■ **WHAT IS REQUIRED**
Write out the records word for word, starting at their first line and ending with the line that contains "positive clicks: (184, 202)".

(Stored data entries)
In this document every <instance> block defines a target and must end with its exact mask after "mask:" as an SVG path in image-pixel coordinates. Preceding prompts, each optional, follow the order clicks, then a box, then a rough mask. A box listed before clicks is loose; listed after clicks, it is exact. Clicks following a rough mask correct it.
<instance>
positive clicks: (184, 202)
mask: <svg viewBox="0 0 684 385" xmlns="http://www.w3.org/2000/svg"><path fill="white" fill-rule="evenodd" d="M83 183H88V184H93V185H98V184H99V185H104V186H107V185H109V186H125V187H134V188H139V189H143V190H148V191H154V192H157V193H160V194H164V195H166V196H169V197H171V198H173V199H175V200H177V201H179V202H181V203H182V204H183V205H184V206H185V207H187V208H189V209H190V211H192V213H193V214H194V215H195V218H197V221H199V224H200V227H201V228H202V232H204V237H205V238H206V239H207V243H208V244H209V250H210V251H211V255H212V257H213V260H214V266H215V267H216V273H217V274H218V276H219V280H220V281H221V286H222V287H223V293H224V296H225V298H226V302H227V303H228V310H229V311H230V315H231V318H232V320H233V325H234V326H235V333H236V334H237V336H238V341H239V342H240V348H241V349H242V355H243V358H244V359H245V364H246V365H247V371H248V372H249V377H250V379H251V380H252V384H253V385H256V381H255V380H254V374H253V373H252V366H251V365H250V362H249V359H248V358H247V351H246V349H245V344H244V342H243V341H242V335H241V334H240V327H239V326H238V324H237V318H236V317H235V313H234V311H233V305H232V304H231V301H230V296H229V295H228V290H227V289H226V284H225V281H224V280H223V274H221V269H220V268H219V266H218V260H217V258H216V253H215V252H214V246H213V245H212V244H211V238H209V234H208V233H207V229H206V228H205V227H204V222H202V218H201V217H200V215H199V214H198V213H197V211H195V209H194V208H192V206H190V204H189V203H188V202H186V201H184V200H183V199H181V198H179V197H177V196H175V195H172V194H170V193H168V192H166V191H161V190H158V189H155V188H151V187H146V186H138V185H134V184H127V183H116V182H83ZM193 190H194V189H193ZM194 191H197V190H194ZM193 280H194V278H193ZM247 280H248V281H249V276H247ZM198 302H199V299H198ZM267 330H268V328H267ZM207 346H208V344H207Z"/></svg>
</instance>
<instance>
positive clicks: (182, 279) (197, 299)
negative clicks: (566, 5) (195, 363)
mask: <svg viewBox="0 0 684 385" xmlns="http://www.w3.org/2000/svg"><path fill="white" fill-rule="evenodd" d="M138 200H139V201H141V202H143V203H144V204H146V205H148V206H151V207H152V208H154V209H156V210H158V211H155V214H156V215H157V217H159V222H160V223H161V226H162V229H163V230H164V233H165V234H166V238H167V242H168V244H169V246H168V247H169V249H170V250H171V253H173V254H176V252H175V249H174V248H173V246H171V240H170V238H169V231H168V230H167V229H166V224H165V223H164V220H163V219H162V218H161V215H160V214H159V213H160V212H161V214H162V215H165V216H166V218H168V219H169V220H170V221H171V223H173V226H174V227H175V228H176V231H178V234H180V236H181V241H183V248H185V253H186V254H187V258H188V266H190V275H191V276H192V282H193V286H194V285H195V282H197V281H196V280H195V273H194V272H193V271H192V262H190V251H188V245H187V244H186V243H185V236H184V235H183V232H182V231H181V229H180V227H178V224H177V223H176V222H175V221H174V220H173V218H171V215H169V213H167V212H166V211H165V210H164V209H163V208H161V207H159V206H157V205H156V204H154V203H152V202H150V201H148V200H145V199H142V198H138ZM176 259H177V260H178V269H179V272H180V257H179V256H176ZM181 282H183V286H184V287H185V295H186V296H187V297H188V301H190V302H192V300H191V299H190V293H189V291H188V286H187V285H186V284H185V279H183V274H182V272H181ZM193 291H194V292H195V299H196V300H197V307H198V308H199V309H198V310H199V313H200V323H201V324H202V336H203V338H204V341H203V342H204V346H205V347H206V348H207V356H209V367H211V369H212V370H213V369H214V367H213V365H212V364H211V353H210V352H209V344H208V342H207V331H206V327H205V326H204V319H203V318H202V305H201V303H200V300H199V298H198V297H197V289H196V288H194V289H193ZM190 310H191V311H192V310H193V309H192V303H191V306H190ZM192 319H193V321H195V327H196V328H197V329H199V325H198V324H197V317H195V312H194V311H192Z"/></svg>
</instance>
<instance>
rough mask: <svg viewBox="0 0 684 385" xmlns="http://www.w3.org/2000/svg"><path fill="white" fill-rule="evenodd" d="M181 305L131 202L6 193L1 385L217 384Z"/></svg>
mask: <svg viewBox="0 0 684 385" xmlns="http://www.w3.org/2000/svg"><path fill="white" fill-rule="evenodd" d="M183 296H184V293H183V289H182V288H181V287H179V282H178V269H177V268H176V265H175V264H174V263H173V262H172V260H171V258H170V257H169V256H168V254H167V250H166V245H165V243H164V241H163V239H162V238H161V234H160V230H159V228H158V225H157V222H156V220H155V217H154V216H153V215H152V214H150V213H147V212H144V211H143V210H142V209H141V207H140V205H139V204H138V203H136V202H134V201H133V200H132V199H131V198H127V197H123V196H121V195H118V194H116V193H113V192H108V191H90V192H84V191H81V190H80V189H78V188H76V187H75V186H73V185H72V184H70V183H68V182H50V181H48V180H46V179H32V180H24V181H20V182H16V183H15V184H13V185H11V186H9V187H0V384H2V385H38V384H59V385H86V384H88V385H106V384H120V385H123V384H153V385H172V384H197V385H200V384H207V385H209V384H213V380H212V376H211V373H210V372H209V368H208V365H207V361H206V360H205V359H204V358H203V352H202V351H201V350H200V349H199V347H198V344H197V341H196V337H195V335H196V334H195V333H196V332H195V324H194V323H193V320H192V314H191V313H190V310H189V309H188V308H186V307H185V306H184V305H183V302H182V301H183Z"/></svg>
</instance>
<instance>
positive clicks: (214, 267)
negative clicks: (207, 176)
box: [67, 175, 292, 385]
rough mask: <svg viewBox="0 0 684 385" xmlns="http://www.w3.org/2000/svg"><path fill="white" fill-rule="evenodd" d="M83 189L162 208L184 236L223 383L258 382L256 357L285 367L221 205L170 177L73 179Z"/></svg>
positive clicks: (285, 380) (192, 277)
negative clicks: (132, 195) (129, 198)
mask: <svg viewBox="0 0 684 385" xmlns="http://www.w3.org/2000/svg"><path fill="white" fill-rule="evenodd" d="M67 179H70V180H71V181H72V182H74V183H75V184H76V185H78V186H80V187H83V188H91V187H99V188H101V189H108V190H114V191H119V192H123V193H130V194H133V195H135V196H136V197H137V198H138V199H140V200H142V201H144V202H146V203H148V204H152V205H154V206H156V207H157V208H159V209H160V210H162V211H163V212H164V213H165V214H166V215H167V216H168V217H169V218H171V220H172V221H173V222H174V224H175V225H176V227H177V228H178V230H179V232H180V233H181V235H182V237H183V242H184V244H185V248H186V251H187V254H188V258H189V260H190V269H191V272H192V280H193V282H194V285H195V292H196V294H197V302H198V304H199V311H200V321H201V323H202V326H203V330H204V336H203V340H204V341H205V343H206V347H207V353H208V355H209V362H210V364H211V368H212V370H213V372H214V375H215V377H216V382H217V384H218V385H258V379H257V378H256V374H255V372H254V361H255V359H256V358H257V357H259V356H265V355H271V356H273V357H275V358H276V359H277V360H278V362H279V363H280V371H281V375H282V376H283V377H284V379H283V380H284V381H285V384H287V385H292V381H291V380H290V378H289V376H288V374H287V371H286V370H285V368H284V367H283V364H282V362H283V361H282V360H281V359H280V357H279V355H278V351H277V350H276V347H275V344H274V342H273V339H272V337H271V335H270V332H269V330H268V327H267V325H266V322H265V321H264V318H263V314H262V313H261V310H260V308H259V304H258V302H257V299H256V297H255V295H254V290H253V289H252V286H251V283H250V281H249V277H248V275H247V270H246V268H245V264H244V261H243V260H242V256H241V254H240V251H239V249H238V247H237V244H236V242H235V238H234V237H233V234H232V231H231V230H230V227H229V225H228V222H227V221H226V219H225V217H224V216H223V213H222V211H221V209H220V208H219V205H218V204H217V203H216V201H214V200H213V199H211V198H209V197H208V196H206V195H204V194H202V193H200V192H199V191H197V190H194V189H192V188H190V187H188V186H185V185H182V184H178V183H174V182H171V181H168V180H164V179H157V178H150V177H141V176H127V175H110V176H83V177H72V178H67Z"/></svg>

■ **WRITTEN RESPONSE**
In this document every <instance> block defines a target and must end with its exact mask after "mask:" as an SVG path in image-pixel coordinates. Preceding prompts, each optional, follow the order clicks, then a box, then a rough mask. A box listed before clicks is loose; listed after clicks, it is exact. Clicks following a rough mask correct it.
<instance>
positive clicks: (184, 202)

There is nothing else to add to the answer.